Data records
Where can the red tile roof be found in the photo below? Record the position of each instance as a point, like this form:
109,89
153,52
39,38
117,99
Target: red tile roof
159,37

Task requirements:
Each record must be reproduced exactly, with nothing missing.

Exercise answer:
Where can the red tile roof be found in the photo below? Record the position of each instance as a point, like this form:
109,89
153,52
39,38
117,99
Target: red tile roof
159,37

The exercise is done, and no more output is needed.